* Records for the exercise *
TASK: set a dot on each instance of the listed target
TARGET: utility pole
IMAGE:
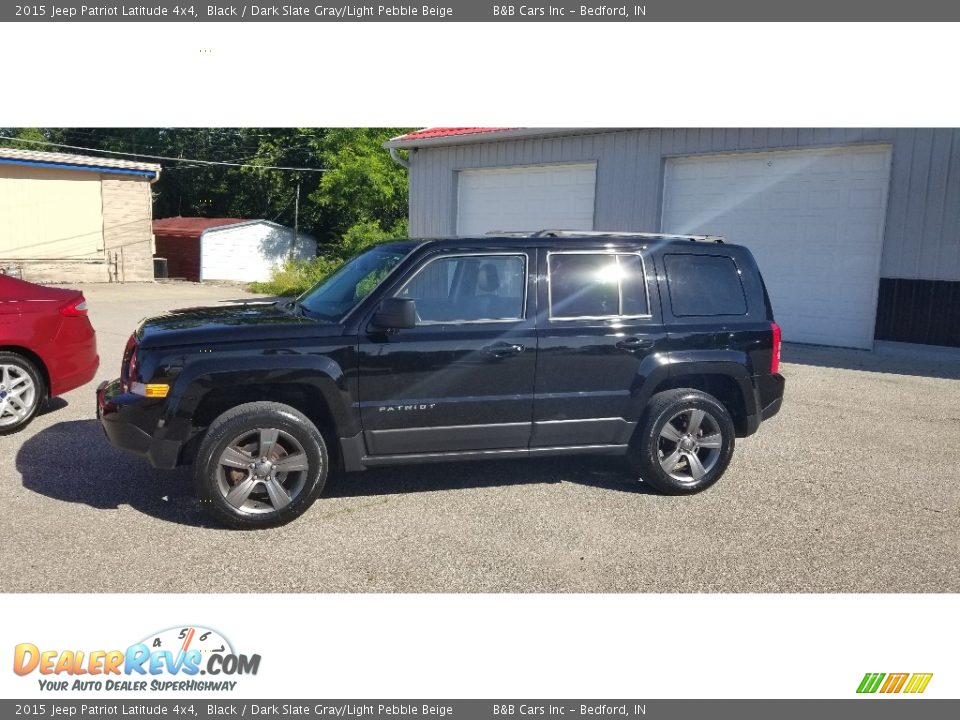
(296, 224)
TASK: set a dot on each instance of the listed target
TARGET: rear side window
(703, 285)
(596, 285)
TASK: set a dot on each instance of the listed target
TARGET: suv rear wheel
(684, 442)
(260, 465)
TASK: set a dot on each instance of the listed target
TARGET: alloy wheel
(689, 445)
(18, 395)
(262, 471)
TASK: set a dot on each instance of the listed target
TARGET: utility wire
(161, 157)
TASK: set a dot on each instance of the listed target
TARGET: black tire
(231, 464)
(697, 459)
(21, 383)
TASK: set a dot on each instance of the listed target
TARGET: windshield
(333, 298)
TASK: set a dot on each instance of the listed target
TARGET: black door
(462, 379)
(598, 331)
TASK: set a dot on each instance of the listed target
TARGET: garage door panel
(526, 198)
(813, 219)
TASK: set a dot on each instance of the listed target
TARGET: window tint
(469, 288)
(704, 285)
(596, 285)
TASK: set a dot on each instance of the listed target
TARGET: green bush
(297, 276)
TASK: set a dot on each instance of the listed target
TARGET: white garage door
(526, 198)
(812, 218)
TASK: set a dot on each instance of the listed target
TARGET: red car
(47, 347)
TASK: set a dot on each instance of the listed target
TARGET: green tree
(363, 192)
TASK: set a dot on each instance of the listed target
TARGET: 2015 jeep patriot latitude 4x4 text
(660, 348)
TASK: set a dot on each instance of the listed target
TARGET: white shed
(249, 251)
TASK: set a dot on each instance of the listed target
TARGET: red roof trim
(447, 132)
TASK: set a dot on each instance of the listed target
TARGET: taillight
(775, 358)
(75, 308)
(128, 368)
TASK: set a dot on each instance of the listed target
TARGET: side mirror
(396, 314)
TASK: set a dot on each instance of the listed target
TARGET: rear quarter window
(703, 285)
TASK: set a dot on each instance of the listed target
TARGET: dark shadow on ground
(52, 405)
(608, 473)
(894, 358)
(74, 462)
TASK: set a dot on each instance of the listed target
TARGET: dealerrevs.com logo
(173, 660)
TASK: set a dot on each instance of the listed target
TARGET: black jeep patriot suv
(659, 348)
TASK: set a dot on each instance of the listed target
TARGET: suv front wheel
(684, 442)
(260, 465)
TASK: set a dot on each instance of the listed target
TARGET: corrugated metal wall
(922, 237)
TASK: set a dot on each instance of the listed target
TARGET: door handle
(503, 349)
(635, 343)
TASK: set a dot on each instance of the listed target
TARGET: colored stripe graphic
(870, 682)
(894, 682)
(918, 683)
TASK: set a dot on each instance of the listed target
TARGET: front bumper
(135, 424)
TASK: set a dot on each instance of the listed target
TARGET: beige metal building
(70, 218)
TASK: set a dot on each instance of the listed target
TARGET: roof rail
(605, 233)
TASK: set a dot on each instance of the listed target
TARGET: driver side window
(469, 288)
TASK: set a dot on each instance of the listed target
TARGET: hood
(228, 323)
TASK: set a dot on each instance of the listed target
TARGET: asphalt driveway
(853, 487)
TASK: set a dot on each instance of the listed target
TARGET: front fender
(199, 377)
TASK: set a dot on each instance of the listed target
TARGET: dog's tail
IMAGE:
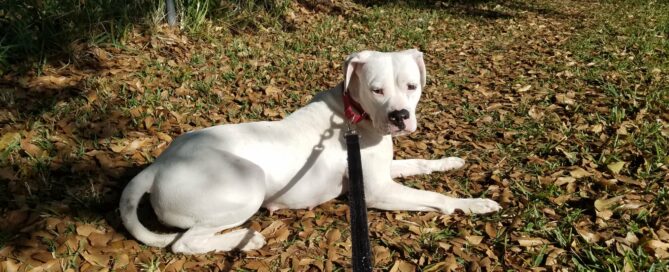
(130, 198)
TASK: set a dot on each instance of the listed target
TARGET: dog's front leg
(412, 167)
(390, 195)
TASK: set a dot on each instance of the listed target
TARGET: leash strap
(361, 250)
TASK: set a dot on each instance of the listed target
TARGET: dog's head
(387, 86)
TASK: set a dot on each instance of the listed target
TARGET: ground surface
(559, 107)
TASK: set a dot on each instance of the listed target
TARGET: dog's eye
(377, 90)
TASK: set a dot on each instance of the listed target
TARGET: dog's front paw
(255, 241)
(479, 206)
(451, 163)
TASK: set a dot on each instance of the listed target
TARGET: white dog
(216, 178)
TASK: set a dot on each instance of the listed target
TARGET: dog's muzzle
(397, 118)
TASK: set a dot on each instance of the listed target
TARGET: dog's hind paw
(451, 163)
(479, 206)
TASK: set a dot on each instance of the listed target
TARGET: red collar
(353, 110)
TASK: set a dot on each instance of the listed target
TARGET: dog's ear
(418, 56)
(353, 62)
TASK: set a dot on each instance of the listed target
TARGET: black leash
(361, 258)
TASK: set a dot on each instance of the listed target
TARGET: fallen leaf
(8, 139)
(403, 266)
(616, 166)
(604, 204)
(530, 242)
(579, 172)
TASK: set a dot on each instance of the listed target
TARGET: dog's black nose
(397, 118)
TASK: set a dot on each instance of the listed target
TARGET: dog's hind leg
(199, 240)
(218, 191)
(405, 168)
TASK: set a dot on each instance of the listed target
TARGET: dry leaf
(530, 242)
(616, 166)
(403, 266)
(579, 172)
(604, 204)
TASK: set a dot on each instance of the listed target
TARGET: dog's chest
(316, 179)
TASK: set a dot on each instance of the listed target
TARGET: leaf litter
(507, 91)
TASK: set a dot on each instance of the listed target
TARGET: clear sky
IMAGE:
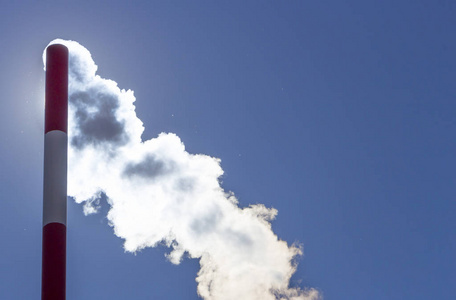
(339, 114)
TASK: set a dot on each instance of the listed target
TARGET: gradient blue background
(340, 114)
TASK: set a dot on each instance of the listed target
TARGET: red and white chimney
(55, 174)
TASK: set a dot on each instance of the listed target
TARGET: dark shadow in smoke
(96, 119)
(150, 167)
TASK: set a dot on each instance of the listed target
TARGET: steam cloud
(159, 193)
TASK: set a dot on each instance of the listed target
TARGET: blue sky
(338, 114)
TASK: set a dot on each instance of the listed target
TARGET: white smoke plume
(159, 193)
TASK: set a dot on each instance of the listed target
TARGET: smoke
(160, 194)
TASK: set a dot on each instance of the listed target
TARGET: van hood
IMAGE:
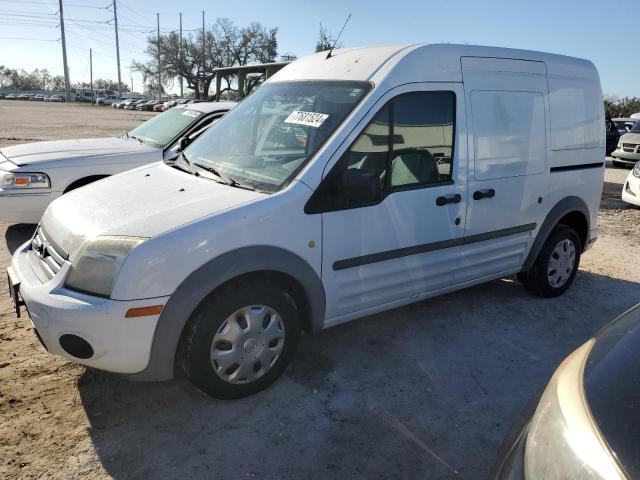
(40, 152)
(144, 202)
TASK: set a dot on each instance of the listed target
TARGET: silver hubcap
(561, 263)
(247, 344)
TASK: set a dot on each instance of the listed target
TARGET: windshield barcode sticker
(310, 119)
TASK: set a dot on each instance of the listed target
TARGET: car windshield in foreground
(160, 130)
(269, 137)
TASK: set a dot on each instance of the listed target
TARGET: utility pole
(64, 55)
(91, 73)
(115, 22)
(204, 56)
(158, 47)
(181, 91)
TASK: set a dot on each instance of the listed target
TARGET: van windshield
(269, 137)
(161, 129)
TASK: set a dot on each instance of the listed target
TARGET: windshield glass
(269, 137)
(163, 128)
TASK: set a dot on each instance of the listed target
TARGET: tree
(326, 41)
(222, 45)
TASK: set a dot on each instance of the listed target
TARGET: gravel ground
(424, 391)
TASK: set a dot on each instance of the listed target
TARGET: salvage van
(349, 183)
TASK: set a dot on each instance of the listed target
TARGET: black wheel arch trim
(562, 208)
(204, 280)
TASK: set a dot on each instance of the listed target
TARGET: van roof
(417, 62)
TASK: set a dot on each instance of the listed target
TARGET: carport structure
(241, 72)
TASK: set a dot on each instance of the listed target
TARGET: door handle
(480, 194)
(443, 200)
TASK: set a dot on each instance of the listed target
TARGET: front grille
(50, 256)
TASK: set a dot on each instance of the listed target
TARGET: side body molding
(207, 278)
(562, 208)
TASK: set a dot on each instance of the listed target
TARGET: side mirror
(360, 187)
(184, 143)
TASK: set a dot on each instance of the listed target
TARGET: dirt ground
(424, 391)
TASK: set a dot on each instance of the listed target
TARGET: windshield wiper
(137, 138)
(185, 160)
(227, 180)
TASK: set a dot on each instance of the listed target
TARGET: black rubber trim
(429, 247)
(581, 166)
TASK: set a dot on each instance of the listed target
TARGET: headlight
(564, 440)
(25, 180)
(95, 269)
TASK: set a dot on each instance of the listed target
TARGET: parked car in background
(169, 104)
(107, 100)
(133, 105)
(305, 207)
(631, 187)
(627, 151)
(125, 103)
(148, 105)
(613, 135)
(586, 423)
(32, 175)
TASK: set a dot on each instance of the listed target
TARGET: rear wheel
(556, 265)
(240, 340)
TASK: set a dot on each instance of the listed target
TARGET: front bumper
(119, 344)
(631, 190)
(510, 464)
(24, 207)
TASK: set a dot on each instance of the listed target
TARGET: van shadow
(611, 197)
(17, 234)
(431, 387)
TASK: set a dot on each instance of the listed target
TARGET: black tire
(537, 280)
(194, 352)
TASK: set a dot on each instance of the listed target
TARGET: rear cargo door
(507, 101)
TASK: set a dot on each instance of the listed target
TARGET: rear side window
(509, 133)
(408, 144)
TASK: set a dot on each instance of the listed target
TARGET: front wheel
(239, 340)
(556, 265)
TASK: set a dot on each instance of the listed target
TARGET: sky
(588, 29)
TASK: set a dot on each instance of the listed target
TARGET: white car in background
(628, 150)
(631, 188)
(32, 175)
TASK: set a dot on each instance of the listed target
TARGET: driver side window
(408, 144)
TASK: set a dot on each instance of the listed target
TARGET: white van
(345, 185)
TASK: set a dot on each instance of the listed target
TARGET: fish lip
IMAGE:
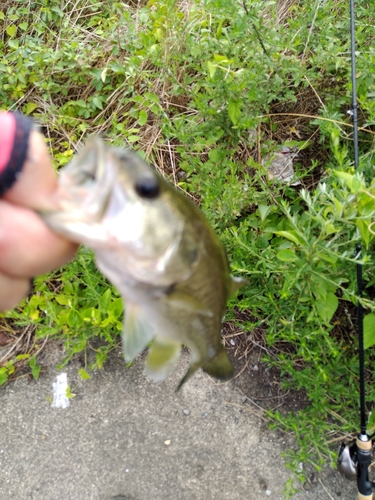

* Task brief *
Please select every line of the material that holds the word "door", and copy each one.

* Answer to the problem *
TARGET: black door
TARGET: garage door panel
TARGET: white garage door
TARGET: door handle
TARGET: door handle
TARGET: rear cargo door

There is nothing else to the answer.